What to work on — Rewrite the listing below so that every "benchmark" becomes "evaluation" and nothing else changes. Leave the pictures out of your answer.
- - - - - - -
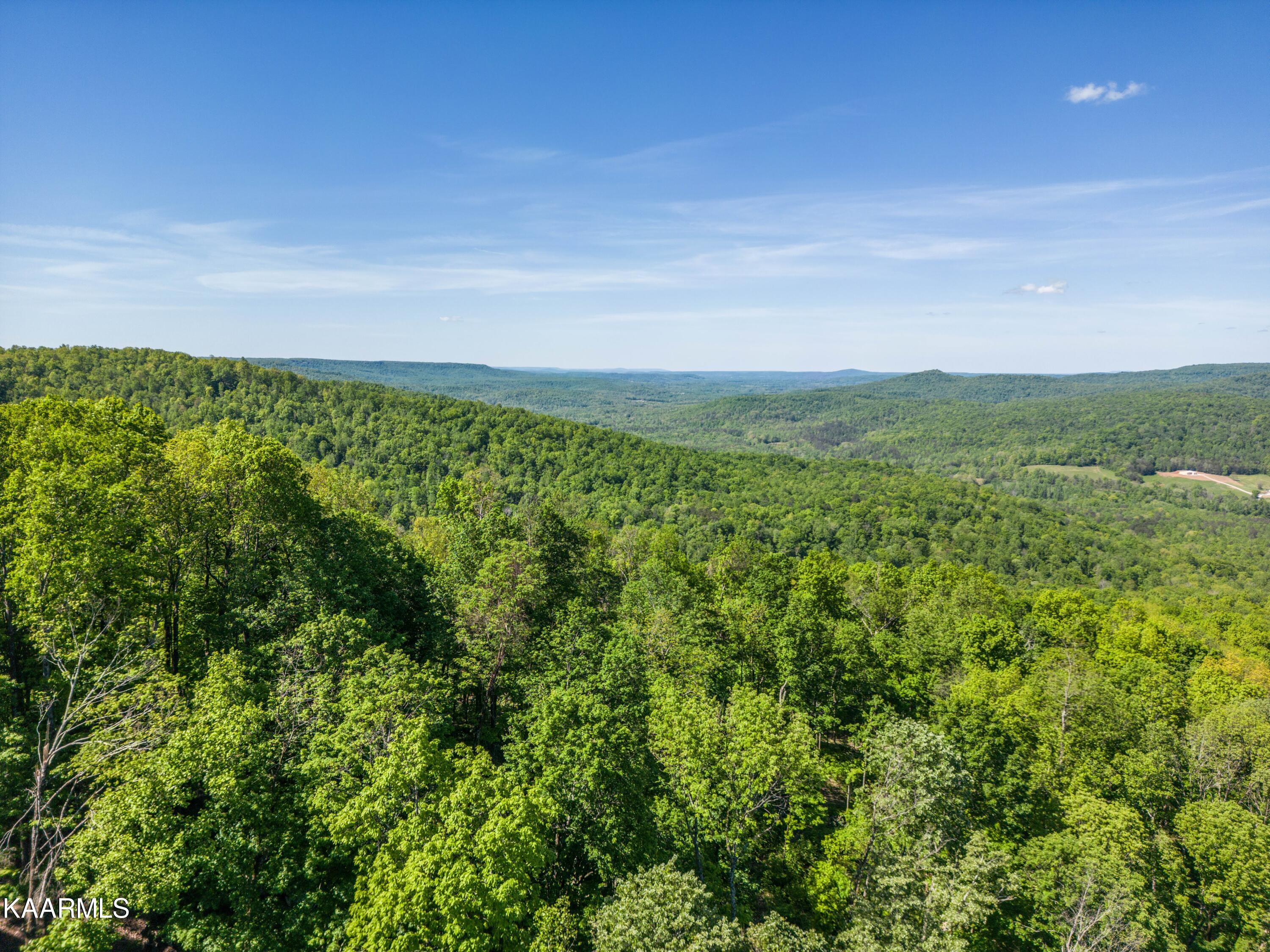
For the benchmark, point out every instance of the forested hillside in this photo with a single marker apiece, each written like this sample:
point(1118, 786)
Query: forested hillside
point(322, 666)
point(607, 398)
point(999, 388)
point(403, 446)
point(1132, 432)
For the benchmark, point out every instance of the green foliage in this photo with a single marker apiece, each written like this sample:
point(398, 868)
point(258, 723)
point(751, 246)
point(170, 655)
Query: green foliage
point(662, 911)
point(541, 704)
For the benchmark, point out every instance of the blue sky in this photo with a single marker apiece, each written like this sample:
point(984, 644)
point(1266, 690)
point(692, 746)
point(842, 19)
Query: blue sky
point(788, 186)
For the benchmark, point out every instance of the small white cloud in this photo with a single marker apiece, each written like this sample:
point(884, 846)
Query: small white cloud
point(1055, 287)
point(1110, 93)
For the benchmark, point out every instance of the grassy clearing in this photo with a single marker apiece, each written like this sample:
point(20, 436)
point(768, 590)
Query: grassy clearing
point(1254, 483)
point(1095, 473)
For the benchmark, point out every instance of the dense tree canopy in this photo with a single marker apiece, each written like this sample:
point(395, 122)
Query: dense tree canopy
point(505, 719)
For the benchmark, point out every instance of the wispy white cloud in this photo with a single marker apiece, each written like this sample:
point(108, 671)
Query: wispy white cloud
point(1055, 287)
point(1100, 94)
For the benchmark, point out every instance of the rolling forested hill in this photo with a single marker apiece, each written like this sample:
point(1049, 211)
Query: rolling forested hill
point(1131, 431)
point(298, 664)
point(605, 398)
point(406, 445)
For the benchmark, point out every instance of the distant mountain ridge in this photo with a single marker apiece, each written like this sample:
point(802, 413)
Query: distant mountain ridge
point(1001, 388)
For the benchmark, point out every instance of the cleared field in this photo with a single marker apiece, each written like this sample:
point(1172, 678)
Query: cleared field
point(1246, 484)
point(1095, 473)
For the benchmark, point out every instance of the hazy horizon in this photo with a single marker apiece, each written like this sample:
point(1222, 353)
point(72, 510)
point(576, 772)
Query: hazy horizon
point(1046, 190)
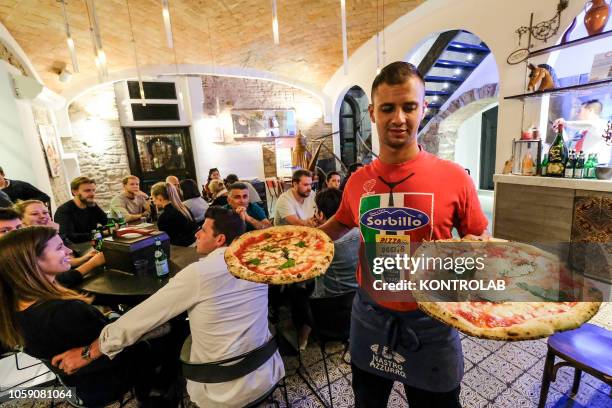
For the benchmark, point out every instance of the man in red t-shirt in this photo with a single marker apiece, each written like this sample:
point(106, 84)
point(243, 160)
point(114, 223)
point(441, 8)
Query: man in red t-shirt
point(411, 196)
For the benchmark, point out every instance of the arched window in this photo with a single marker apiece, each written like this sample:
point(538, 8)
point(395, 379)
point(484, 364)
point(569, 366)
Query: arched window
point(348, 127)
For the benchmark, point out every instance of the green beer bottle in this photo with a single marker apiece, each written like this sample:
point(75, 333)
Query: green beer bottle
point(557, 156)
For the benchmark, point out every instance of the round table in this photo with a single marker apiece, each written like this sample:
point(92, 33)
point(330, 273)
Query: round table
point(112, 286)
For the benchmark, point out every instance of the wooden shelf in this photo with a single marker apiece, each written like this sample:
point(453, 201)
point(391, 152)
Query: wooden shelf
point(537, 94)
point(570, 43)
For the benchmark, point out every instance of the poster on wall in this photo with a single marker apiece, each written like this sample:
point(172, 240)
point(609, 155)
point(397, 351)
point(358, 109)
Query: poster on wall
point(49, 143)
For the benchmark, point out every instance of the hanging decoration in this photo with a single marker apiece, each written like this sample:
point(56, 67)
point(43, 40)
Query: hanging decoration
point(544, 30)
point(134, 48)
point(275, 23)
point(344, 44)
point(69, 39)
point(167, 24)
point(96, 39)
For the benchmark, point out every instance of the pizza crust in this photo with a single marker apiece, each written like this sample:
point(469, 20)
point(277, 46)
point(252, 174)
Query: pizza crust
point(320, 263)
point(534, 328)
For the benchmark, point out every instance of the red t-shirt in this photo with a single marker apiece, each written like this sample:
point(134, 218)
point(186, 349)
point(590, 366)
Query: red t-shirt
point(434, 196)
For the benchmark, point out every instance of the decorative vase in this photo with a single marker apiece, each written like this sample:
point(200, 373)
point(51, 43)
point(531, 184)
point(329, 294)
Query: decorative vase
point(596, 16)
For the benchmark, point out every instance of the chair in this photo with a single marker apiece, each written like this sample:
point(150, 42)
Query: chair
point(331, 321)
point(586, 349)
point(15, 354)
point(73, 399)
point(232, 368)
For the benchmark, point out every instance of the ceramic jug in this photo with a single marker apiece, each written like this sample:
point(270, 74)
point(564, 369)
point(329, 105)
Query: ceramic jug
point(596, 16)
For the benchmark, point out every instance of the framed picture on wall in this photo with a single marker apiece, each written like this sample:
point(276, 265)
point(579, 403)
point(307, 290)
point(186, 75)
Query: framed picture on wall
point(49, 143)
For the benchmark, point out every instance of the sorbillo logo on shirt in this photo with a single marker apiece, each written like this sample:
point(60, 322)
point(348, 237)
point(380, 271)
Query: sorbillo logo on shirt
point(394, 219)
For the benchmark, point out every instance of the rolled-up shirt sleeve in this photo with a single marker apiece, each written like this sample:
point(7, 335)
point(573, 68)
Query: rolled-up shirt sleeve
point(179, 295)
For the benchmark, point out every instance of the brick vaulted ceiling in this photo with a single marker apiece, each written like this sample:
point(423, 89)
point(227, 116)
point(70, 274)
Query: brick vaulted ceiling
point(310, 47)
- - - - - - -
Answer to this task —
For the evaluation, point out every instance of the forested hillside in this photo with a single marker apiece, each written like this sample:
point(1118, 786)
Query: forested hillside
point(322, 666)
point(607, 398)
point(999, 388)
point(403, 446)
point(1132, 432)
For the evaluation, point out every instance of the green foliage in this photo with a single marker apiece, each written like this sample:
point(398, 868)
point(258, 723)
point(751, 246)
point(170, 655)
Query: green foliage
point(662, 911)
point(541, 704)
For the evaluation, point out every instance of the blue sky in this photo with a single marker apiece, each written like this sample:
point(984, 644)
point(1266, 690)
point(692, 746)
point(842, 19)
Query: blue sky
point(788, 186)
For the evaluation, point out every instance of the small white cloud in this photo with a single marker apiece, each written like this sample:
point(884, 846)
Query: small white cloud
point(1055, 287)
point(1110, 93)
For the evaluation, point out every instance of the grassy clearing in this photo with a single marker apiece, each written like this sample:
point(20, 436)
point(768, 590)
Query: grassy clearing
point(1254, 483)
point(1095, 473)
For the evaluation, point out every instance of the dense tree canopy in this photo with a single marker apiece, each written like this sample:
point(395, 122)
Query: dense tree canopy
point(505, 719)
For the evaluation, point out every instance of the wispy white cloud in this photo with a single marker apiece, each written like this sample:
point(108, 671)
Query: wispy white cloud
point(1055, 287)
point(1100, 94)
For the evaluation, point out every instance of the rolling forested hill in this photo with a single marker apiece, each written like this sample:
point(1049, 211)
Query: rolling forested hill
point(1131, 431)
point(298, 664)
point(605, 398)
point(406, 445)
For the evaluation, point out every instance of the distant mountain ridge in this photo with a single marker apiece, each written like this sample:
point(802, 413)
Query: distant mountain ridge
point(1001, 388)
For the evaluation, point out every instance of the cleared field in this photo with a single marker apiece, each written like this sample:
point(1172, 678)
Query: cleared field
point(1246, 484)
point(1095, 473)
For the evaluation, point out every instance of the hazy horizon in this photo with a single marker apiece, each written like this sample:
point(1222, 353)
point(72, 510)
point(576, 772)
Query: hazy horizon
point(1046, 190)
For the evaluation, point out every instance of the man in red t-shirt in this photo with a single marker apiece, each written like this sample:
point(106, 84)
point(243, 160)
point(114, 223)
point(441, 8)
Query: man in red t-shirt
point(411, 196)
For the evaluation, point out every instance of the arched window in this photo with a single marker apiece, each written like this sample:
point(538, 8)
point(395, 379)
point(484, 364)
point(569, 366)
Query: arched window
point(348, 127)
For the evaluation, point out every instance of the green beer bottle in this photo with a single marker apiece, each written like this sample:
point(75, 333)
Query: green beer bottle
point(557, 156)
For the evaluation, point out every instance of the round table in this photo with a single marker apiece, each written like this sample:
point(92, 33)
point(330, 273)
Query: round table
point(112, 286)
For the evaluation, point out every instance of the wooden shelf in this photo with a single marker apiece, each written like this sample:
point(453, 201)
point(391, 152)
Query: wooden shelf
point(537, 94)
point(570, 43)
For the evaluation, point out every instance of the poster on wall in this photo with a single marker apiece, each written like this sample:
point(172, 240)
point(609, 155)
point(397, 351)
point(358, 109)
Query: poster on wall
point(49, 143)
For the evaluation, point out every instance of the hanging decoration in this photo with a single marker apiece, each written like this sample:
point(56, 67)
point(43, 40)
Query: hanging decoration
point(544, 30)
point(134, 48)
point(275, 23)
point(344, 44)
point(69, 39)
point(167, 24)
point(96, 39)
For the evaluation, point out every instance of the pizza crust in this photo with a single marker apiece, each written like this sample:
point(469, 20)
point(277, 46)
point(252, 174)
Query: pizza crust
point(320, 263)
point(534, 328)
For the evaluation, point out every instance of the red t-shirt in this photo with a single marker apiece, each written like this sample:
point(134, 218)
point(186, 349)
point(590, 366)
Query: red t-shirt
point(434, 196)
For the evaluation, point out every instance of the decorative vase in this photo with a single marker apiece, each written like this sample:
point(200, 373)
point(51, 43)
point(531, 184)
point(329, 294)
Query: decorative vase
point(596, 16)
For the evaluation, point out every instance of the chair in this photo with a single marker apiece, each written like this sample:
point(150, 42)
Query: chair
point(331, 321)
point(586, 349)
point(15, 354)
point(73, 399)
point(232, 368)
For the evaluation, point out every instance of the ceramic jug in this photo with a single marker apiece, each written like this sample:
point(270, 74)
point(564, 369)
point(329, 105)
Query: ceramic jug
point(596, 16)
For the evaluation, point out every instance of the framed picture on wall in this photo with a single marker apiece, each written like this sample:
point(276, 265)
point(579, 403)
point(307, 290)
point(186, 75)
Query: framed picture on wall
point(49, 143)
For the evaluation, point out every instance of the sorbillo logo on shirt in this photo with a single marker apiece, each written like this sample:
point(60, 322)
point(348, 237)
point(380, 271)
Query: sorbillo logo on shirt
point(394, 219)
For the evaluation, point out every instance of the rolled-up shirt sleeve in this photo with a single marker apiece, each written like this sample:
point(7, 335)
point(573, 68)
Query: rolled-up shirt sleeve
point(179, 295)
For the evaluation, point out every instance of the brick vaulted ceiling in this photo with a single marker apiece, each written like this sample:
point(423, 89)
point(227, 116)
point(70, 274)
Query: brick vaulted ceiling
point(310, 47)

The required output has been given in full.